_Extracted material_.

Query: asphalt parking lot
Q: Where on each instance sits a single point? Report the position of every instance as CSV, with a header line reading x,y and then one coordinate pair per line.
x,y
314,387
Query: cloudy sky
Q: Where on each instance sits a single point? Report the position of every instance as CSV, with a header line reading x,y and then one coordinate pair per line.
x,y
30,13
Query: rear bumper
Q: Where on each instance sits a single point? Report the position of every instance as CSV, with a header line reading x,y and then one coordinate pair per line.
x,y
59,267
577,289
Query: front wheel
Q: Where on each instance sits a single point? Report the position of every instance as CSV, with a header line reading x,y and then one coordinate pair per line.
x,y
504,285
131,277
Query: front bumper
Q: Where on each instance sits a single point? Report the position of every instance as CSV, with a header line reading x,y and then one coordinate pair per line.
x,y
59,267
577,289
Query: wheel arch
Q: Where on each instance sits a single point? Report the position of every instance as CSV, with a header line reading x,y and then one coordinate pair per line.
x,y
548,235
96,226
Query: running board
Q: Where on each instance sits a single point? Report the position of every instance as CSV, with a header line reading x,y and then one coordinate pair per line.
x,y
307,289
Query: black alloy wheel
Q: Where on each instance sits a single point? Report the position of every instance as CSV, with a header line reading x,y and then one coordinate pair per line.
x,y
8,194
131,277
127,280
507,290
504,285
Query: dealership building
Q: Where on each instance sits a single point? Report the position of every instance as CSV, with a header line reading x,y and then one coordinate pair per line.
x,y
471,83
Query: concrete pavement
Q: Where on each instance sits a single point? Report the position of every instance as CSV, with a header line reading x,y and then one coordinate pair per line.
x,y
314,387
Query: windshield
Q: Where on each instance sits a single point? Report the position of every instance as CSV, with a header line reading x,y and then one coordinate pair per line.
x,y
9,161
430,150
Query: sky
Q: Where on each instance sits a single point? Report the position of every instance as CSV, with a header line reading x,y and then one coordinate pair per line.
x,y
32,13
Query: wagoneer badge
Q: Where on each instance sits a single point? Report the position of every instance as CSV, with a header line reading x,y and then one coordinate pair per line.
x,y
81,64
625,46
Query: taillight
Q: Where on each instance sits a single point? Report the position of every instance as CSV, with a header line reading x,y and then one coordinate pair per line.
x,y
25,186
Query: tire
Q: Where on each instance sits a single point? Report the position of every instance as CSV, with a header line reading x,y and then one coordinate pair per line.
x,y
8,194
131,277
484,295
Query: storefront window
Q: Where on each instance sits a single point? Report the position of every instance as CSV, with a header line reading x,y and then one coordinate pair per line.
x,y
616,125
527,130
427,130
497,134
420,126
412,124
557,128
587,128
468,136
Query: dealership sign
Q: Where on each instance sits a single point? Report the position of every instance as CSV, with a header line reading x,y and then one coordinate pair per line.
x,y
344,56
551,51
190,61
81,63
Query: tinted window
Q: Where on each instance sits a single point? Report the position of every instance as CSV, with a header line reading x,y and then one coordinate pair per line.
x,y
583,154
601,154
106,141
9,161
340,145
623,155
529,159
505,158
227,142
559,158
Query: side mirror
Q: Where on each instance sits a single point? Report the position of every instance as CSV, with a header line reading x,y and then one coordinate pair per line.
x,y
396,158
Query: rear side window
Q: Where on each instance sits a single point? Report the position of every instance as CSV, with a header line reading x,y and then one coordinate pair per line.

_Work to be completed_.
Find and copy each line above that includes the string "window".

_Result of the task_.
Query: storefront window
Query: tinted window
Query: rear side window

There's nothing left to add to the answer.